* Extract to read *

Thursday, August 9, 2012

Back to School: XML Parsed with C++

Reading an XML file into a hierarchy of data structures is a pretty common problem.  If those data structures have been defined already and do not follow the recursive structure of the XML, some validation is needed to ensure the XML input conforms to the data structure declarations.

School Data Example


Consider the following data structures (from Target.h):


#ifndef TARGET_H
#define TARGET_H

#include <vector>

// forward declarations
struct Person;
struct Student;
struct Teacher;
struct Class;
struct School;
struct Result;

struct Person {
 Person() { name[0] = '\0'; }
 char name[256];
};

struct Student : public Person {
 typedef Class BelongsTo;
 Student() {}
};

struct Teacher : public Person {
 typedef Class BelongsTo;
 Teacher() {}
 char subject[256];
};

struct Class {
 typedef School BelongsTo;
 Class() : teacher(0) {}

 char day[64];
 int hour;
 Teacher * teacher;
 std::vector<student> students;
};

struct School {
 typedef Result BelongsTo;
 School() {}

 std::vector<class> classes;
};

struct Result {
 typedef void BelongsTo;
 Result() : school(0) {}

 School * school;
};

#endif // TARGET_H

And an example of XML input (fom TastyPS.xml):


<school>
 <student name="foo" />
 <class day="Monday" hour="10">
  <teacher name="Mr Gauss" subject="math" />
  <student name="Jake" />
  <student name="Mark" />
 </class>
 <class day="Tuesday" hour="11">
  <teacher name="Mr Shakespeare" subject="english" />
  <student name="Christine" />
  <student name="Thom" />
 </class>
</school>

The goal is to have a function which reads the content of a file and returns a Result * which can be used by other parts of the code.  If the structure of the the XML does not match the data structures defined above we want to have the reading code to raise a C++ exception.

Top-level interface


The interface for our main program to use for reading the XML file is very simple (in readschoolxml.h):


#ifndef XML_READ_H
#define XML_READ_H

struct Result;

namespace xml {

Result *
readfile(const char * filename);

} // namespace xml

#endif // XML_READ_H


The minimalism of just having a C-like functional interface is something worth appreciating now. The symbols exposed to the following main program are very limited (no need to over expose the implementation to the user code main.cpp):


#include "Target.h"
#include "readschoolxml.h"

int
main()
{
 Result * __attribute__((unused)) res = 
  xml::readfile("TastyPS.xml");
 return 0;
}



Parsing with Expat


Expat provide a C library interface for reading XML and handling every node with its attributes using callbacks (one for the start of the node and one for the end).  Interfacing Expat with a push-down state::Reader state can be done without referencing any detail of the data structures we are targetting:


#include "readschoolxml.h"
#include "Target.h"
#include "Attribute.h"

* Stored records *
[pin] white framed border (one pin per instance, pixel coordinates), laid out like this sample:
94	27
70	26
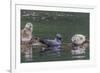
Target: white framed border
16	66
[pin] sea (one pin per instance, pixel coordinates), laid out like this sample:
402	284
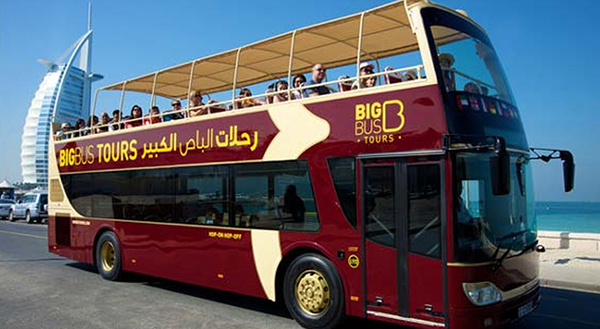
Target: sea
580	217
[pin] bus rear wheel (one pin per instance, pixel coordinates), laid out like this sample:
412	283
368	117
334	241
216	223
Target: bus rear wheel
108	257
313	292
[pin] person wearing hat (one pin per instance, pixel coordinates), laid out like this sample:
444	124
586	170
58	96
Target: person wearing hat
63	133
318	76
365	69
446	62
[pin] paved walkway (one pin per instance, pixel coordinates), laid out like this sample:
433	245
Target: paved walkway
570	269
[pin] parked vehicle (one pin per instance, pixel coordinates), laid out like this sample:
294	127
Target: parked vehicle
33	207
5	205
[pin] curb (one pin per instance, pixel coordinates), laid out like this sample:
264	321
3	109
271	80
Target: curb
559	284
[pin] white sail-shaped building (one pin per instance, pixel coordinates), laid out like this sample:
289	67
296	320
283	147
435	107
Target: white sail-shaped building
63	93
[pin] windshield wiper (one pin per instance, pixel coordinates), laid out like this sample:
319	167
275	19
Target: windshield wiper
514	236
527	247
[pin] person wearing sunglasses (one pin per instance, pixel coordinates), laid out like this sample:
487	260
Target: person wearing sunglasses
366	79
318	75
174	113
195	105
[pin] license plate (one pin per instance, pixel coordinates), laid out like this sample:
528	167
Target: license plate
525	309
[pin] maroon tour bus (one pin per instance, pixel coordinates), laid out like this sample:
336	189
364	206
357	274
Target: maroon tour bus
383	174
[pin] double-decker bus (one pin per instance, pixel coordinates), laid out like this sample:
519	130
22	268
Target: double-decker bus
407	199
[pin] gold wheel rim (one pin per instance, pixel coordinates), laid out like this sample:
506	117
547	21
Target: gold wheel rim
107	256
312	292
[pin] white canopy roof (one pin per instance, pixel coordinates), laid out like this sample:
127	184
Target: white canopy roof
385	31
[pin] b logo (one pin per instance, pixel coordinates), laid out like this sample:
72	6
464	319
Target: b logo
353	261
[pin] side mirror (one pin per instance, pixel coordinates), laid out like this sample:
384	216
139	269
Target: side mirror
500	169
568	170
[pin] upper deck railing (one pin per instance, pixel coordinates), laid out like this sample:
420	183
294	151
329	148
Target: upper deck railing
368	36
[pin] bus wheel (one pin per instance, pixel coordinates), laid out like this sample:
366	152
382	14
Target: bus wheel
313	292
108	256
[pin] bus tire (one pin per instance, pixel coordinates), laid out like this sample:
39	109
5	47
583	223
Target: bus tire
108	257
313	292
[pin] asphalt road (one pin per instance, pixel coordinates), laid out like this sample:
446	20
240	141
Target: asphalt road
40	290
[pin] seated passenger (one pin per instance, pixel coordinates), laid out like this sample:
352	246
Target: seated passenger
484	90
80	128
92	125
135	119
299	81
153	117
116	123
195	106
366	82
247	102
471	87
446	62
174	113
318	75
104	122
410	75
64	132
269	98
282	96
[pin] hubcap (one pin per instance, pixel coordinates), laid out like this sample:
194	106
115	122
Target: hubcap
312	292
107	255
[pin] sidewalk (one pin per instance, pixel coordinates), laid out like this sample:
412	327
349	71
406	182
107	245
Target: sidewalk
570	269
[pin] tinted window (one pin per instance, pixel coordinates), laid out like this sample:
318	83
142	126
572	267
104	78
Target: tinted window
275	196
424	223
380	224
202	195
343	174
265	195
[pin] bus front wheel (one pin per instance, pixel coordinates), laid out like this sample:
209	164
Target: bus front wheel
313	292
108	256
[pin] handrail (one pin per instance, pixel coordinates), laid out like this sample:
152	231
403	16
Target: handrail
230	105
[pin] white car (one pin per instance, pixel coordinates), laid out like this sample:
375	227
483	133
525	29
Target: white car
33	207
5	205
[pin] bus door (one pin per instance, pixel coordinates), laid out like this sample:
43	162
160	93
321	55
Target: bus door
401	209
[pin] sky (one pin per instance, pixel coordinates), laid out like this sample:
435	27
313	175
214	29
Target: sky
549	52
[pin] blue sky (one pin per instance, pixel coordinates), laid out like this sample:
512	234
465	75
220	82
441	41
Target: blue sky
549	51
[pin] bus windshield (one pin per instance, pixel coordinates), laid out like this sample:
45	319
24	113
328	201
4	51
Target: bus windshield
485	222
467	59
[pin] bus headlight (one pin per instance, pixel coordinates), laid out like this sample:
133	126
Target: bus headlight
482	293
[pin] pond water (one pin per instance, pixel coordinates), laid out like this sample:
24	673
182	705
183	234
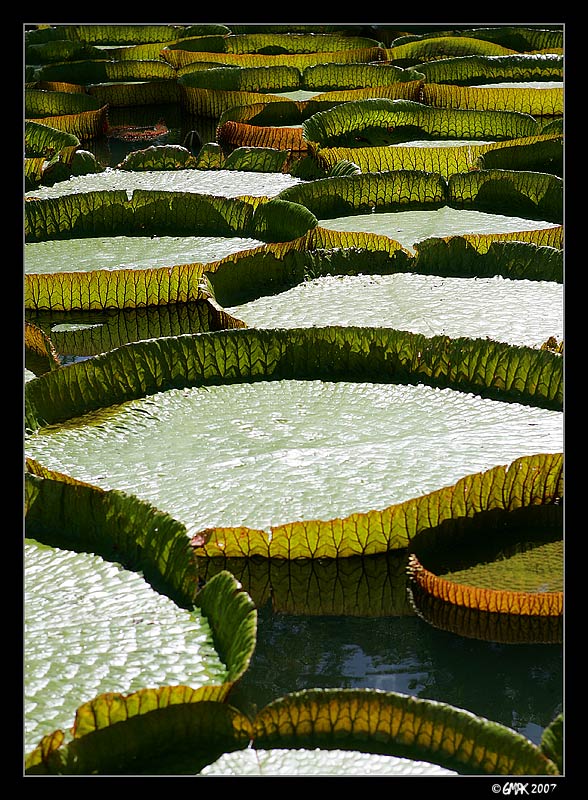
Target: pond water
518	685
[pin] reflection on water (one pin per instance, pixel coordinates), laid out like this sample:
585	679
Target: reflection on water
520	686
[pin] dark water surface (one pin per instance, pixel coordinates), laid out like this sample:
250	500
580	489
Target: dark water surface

* Set tasks *
1 – Can you reproduce the C++ XML parsing article word for word, between "The goal is" and "a C++ exception.", inclusive?
2 – Could you resume the C++ XML parsing article where it stops and keep writing it?
The data is separate material and is not part of the C++ XML parsing article.

* Responses to the tasks *
1 –
The goal is to have a function which reads the content of a file and returns a Result * which can be used by other parts of the code.  If the structure of the the XML does not match the data structures defined above we want to have the reading code to raise a C++ exception.

2 –
#include <expat.h>
#include <string.h>
#include <map>
#include <fstream>

namespace xml {
namespace state {
// implementation stuff linked from elsewhere

#define XML_READER_MAX_LINE 2048

struct Reader; // opaque here

extern Reader * initial();
extern Result * get_initial_obj_and_delete(Reader *);
extern void push(Reader **parent, const char * el,
    const char ** attr);
extern void pop(Reader **child);

} // namespace state


The four functions initial, get_initial_obj_delete, push and pop in the xml::state namespace will implement the XML reading state which the following Expat callbacks will use:


void
startHandler(void *data, const char *el, const char **attr)
{
 state::Reader ** reader = 
  reinterpret_cast<state::reader>(data);
 state::push(reader,el,attr);
}

void 
endHandler(void * data, const char * )
{
 state::Reader ** reader = 
  reinterpret_cast<state::reader>(data);
 state::pop(reader);
}

// data and comments are not interesting for us here
void dataHandler(void *, const char *, int) {}
void commentHandler(void *, const char *) {}



Finally, the readfile() function can be implemented with I/O calls and Expat parsing:

Result *
readfile(const char * filename)
{
 std::ifstream in(filename);

 if ( !in ) {
  // throw file not opened
 }

 XML_Parser p = XML_ParserCreate(NULL);
 if ( !p ) {
  // throw parser creation failed 
  // (odd problem)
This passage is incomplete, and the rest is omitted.